WHAT YOU ARE ASKED TO DO ▸ Below are records to be repeated in full. Give them exactly.

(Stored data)
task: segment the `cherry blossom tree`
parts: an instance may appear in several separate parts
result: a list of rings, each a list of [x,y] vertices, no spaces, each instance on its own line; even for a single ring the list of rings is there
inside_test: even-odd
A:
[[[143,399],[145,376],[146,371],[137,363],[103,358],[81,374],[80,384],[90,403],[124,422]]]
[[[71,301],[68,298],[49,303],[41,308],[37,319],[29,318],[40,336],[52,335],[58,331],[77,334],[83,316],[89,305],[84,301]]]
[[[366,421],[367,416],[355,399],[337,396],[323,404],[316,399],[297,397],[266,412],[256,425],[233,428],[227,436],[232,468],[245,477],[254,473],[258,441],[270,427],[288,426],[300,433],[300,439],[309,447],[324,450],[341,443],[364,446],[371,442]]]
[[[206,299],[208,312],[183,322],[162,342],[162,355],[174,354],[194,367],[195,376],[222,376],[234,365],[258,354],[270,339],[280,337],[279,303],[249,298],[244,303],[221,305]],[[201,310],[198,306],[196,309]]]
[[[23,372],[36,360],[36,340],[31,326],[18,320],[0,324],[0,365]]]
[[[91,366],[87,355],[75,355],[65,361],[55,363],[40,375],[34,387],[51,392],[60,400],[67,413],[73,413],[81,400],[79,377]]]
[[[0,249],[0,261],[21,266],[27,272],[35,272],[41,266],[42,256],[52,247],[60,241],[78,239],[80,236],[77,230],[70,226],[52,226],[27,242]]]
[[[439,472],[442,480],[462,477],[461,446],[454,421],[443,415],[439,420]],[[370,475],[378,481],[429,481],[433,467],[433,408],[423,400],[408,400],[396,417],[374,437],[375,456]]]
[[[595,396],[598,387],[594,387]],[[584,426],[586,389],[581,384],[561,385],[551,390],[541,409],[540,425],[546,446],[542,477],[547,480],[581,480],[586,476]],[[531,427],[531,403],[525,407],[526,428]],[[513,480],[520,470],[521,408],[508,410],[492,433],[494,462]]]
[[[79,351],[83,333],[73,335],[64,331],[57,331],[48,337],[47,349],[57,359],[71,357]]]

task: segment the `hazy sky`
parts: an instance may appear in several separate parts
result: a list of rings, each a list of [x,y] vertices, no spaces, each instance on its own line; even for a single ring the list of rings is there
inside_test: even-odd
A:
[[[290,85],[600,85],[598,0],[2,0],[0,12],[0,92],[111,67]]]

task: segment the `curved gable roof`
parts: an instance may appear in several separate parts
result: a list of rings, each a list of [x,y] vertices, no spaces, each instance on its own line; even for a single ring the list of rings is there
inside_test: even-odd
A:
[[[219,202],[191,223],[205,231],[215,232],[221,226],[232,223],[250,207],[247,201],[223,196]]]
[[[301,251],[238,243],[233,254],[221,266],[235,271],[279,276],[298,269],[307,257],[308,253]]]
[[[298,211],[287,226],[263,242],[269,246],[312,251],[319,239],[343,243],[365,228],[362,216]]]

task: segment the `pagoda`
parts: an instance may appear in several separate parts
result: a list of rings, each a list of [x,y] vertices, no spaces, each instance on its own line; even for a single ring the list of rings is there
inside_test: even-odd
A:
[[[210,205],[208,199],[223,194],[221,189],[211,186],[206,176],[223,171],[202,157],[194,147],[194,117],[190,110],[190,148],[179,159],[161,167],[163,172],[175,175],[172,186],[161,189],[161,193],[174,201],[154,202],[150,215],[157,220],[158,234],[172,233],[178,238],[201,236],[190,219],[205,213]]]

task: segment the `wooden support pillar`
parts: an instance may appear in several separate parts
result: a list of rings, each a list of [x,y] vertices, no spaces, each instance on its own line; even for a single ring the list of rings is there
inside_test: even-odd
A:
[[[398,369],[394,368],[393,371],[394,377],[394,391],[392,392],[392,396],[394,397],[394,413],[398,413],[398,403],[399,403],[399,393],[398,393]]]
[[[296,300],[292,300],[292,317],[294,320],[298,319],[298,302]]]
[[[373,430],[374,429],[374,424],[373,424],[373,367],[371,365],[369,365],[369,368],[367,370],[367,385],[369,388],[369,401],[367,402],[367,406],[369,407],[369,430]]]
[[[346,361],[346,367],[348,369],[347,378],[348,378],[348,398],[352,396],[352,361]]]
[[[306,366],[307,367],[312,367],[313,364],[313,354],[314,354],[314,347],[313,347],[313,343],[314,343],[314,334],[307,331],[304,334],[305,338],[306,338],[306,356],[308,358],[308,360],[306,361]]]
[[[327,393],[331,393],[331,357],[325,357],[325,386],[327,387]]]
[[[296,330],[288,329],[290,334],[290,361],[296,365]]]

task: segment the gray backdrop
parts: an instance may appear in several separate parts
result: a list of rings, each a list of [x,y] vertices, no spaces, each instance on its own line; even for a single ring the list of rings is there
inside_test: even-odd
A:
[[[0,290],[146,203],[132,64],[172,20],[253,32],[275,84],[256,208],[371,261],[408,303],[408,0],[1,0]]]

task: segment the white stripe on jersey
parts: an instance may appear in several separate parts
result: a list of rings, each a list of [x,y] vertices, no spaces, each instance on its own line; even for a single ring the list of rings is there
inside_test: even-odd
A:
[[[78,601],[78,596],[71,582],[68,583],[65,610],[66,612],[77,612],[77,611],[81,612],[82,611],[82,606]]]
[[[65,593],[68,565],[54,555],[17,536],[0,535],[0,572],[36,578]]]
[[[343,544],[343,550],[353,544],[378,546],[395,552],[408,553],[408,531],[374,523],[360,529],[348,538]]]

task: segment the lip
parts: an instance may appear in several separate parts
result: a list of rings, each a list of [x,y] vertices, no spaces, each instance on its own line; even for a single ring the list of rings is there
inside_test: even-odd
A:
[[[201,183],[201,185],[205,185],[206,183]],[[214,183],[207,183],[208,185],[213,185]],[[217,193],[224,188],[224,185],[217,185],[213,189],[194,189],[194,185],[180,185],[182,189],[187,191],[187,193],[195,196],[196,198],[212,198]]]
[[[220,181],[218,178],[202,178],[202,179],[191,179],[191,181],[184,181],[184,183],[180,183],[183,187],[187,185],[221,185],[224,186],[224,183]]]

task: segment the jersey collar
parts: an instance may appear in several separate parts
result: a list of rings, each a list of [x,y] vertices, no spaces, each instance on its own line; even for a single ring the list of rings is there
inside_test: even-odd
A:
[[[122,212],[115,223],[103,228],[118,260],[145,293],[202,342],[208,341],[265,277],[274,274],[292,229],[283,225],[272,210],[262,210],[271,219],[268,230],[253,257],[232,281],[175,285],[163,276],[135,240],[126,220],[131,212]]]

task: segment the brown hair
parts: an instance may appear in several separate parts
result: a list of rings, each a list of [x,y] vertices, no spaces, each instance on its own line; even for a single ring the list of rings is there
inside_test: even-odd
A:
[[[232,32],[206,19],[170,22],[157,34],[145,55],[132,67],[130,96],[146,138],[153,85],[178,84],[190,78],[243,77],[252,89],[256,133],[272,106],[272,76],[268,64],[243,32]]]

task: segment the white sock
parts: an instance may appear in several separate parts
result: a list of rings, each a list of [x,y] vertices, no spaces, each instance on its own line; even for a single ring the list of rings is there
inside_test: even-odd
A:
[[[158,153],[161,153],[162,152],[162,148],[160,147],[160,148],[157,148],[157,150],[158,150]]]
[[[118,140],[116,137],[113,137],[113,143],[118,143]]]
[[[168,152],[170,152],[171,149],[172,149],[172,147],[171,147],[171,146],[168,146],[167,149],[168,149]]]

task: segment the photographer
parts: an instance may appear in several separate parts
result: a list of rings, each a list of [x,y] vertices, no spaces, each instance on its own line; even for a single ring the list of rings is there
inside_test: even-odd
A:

EXPECTED OUTPUT ▸
task: segment the `cherry blossom tree`
parts: an instance may appear in several separate parts
result: a list of rings, each a list of [x,y] vertices, no spaces, each instance on its own line; even for a single ring the list of rings is there
inside_test: even-odd
A:
[[[143,399],[145,376],[146,371],[137,363],[103,358],[81,374],[80,384],[90,403],[124,422]]]
[[[71,301],[68,298],[49,303],[41,308],[37,319],[29,318],[40,336],[52,335],[58,331],[77,334],[83,316],[89,305],[84,301]]]
[[[366,421],[367,416],[355,399],[337,396],[323,404],[316,399],[297,397],[266,412],[256,425],[233,428],[227,436],[232,468],[245,477],[254,473],[258,441],[270,427],[288,426],[300,433],[300,439],[309,447],[324,450],[341,443],[364,446],[371,442]]]
[[[206,299],[208,312],[183,322],[162,342],[162,355],[174,354],[194,367],[195,376],[222,376],[234,365],[258,354],[270,339],[280,337],[279,303],[249,298],[244,303],[221,305]],[[201,310],[198,306],[196,309]]]
[[[23,372],[36,360],[36,340],[31,326],[18,320],[0,324],[0,365]]]
[[[91,366],[87,355],[75,355],[65,361],[55,363],[40,375],[34,387],[51,392],[60,400],[67,413],[73,413],[81,400],[79,377]]]
[[[0,249],[0,261],[21,266],[27,272],[35,272],[41,266],[42,256],[52,247],[60,241],[78,239],[80,236],[77,230],[70,226],[52,226],[27,242]]]
[[[439,472],[442,480],[462,477],[461,446],[454,421],[443,415],[439,420]],[[370,475],[378,481],[429,481],[433,467],[433,408],[423,400],[408,400],[396,417],[374,437],[375,456]]]
[[[595,396],[598,387],[594,387]],[[584,426],[586,389],[581,384],[561,385],[551,390],[541,409],[540,425],[546,446],[542,477],[547,480],[581,480],[586,476]],[[531,427],[531,403],[525,407],[526,428]],[[513,480],[520,470],[521,408],[508,410],[492,433],[494,462]]]
[[[79,351],[83,333],[73,335],[64,331],[57,331],[48,337],[47,349],[57,359],[71,357]]]

task: segment the `hazy sky`
parts: an instance may appear in several separate parts
result: a list of rings, each a list of [x,y] vertices, no spaces, each instance on its own line; even for a single ring the list of rings is there
inside_test: even-odd
A:
[[[290,85],[600,85],[598,0],[2,0],[0,12],[0,92],[111,67]]]

task: segment the `curved gable roof`
parts: an instance may appear in several separate parts
result: a list of rings, each a list of [x,y] vertices, no spaces, each instance on its own line; even for a single ring the list of rings is there
inside_test: even-odd
A:
[[[219,202],[191,223],[205,231],[215,232],[221,226],[232,223],[250,207],[247,201],[223,196]]]
[[[301,251],[238,243],[233,254],[221,266],[235,271],[279,276],[298,269],[307,257],[308,253]]]
[[[298,211],[287,226],[263,242],[269,246],[312,251],[319,239],[343,243],[365,228],[362,216]]]

task: segment the `pagoda`
parts: an instance may appear in several separate parts
result: a list of rings, each a list of [x,y] vertices, no spaces, each instance on its own line; even for a single ring the list of rings is there
inside_test: even-odd
A:
[[[210,205],[208,199],[223,194],[221,189],[211,186],[206,176],[223,171],[202,157],[194,147],[194,117],[190,110],[190,148],[179,159],[161,167],[163,172],[175,175],[172,186],[161,189],[161,193],[174,201],[154,202],[150,215],[157,220],[158,234],[172,233],[178,238],[201,236],[190,219],[205,213]]]

task: segment the `wooden support pillar`
parts: an instance may appear in several separate parts
result: a list of rings, each a list of [x,y] vertices, no spaces, each instance on its own line; even for a single ring the list of rings is there
inside_test: even-odd
A:
[[[398,369],[394,368],[393,371],[394,377],[394,391],[392,392],[392,396],[394,397],[394,413],[398,413],[398,403],[399,403],[399,393],[398,393]]]
[[[296,300],[292,300],[292,317],[294,320],[298,319],[298,302]]]
[[[373,430],[374,429],[374,424],[373,424],[373,367],[371,365],[369,365],[369,368],[367,370],[367,385],[369,388],[369,401],[367,402],[367,406],[369,407],[369,430]]]
[[[346,361],[346,367],[348,369],[347,378],[348,378],[348,398],[352,396],[352,361]]]
[[[306,366],[307,367],[312,367],[313,364],[313,354],[314,354],[314,347],[313,347],[313,343],[314,343],[314,334],[307,331],[304,334],[305,338],[306,338],[306,356],[308,358],[308,360],[306,361]]]
[[[327,393],[331,393],[331,357],[325,357],[325,386],[327,387]]]
[[[296,330],[288,329],[290,334],[290,361],[296,365]]]

task: segment the gray backdrop
parts: an instance may appear in several separate parts
result: a list of rings, each a list of [x,y] vertices, no spaces, each instance on its own line; even for a single ring the list of rings is there
inside_test: even-odd
A:
[[[0,290],[146,203],[132,64],[172,20],[253,32],[275,84],[256,208],[371,261],[408,303],[408,0],[1,0]]]

task: segment the white stripe on jersey
parts: an instance may appear in several separate parts
result: a list of rings, each a list of [x,y] vertices, no spaces, each instance on its own line; even for a single ring the list of rings is there
inside_test: even-odd
A:
[[[78,601],[78,596],[71,582],[68,583],[65,610],[66,612],[77,612],[77,611],[81,612],[82,611],[82,606]]]
[[[65,593],[68,565],[54,555],[17,536],[0,535],[0,572],[36,578]]]
[[[343,544],[343,550],[353,544],[378,546],[395,552],[408,553],[408,531],[374,523],[360,529],[348,538]]]

task: segment the lip
parts: an instance may appear in several separate parts
result: a list of rings, each a list of [x,y] vertices, no spaces, each instance on its own line; even for a single ring the list of rings is there
inside_test: even-odd
A:
[[[201,183],[201,185],[205,185],[206,183]],[[214,183],[207,183],[208,185],[213,185]],[[217,193],[224,188],[224,185],[217,185],[213,189],[194,189],[194,185],[180,185],[182,189],[187,191],[187,193],[195,196],[196,198],[212,198]]]
[[[220,181],[218,178],[202,178],[202,179],[191,179],[191,181],[184,181],[184,183],[180,183],[183,187],[187,185],[221,185],[224,186],[224,183]]]

task: segment the jersey collar
parts: an instance may appear in several separate parts
result: a list of rings, each a list of [x,y] vertices, no spaces, each instance on its own line; even for a single ring the list of rings is there
inside_test: even-odd
A:
[[[122,212],[115,223],[103,228],[118,260],[145,293],[202,342],[208,341],[265,277],[274,274],[292,229],[283,225],[272,210],[262,210],[271,219],[268,230],[253,257],[232,281],[175,285],[163,276],[135,240],[126,220],[131,212]]]

task: segment the brown hair
parts: an instance may appear in several separate parts
result: a list of rings, each a list of [x,y] vertices, no spaces, each instance on its own line; even for a single ring the list of rings is there
inside_test: even-odd
A:
[[[232,32],[206,19],[170,22],[157,34],[145,55],[132,67],[130,96],[146,138],[153,85],[178,84],[190,78],[243,77],[252,89],[256,133],[272,106],[272,76],[268,64],[243,32]]]

task: segment the white sock
parts: an instance may appear in several separate parts
result: a list of rings, each a list of [x,y] vertices, no spaces, each instance on its own line; even for a single ring the list of rings is there
inside_test: even-odd
A:
[[[158,153],[161,153],[162,152],[162,148],[160,147],[160,148],[157,148],[157,150],[158,150]]]
[[[118,140],[116,137],[113,137],[113,143],[118,143]]]
[[[168,152],[170,152],[171,149],[172,149],[172,147],[171,147],[171,146],[168,146],[167,149],[168,149]]]

task: segment the photographer
parts: an instance may appear in several separate parts
result: a list of rings, each a list of [x,y] vertices, no spaces, each instance on its own line; even for a single ring the list of rings is there
inside_test: even-odd
A:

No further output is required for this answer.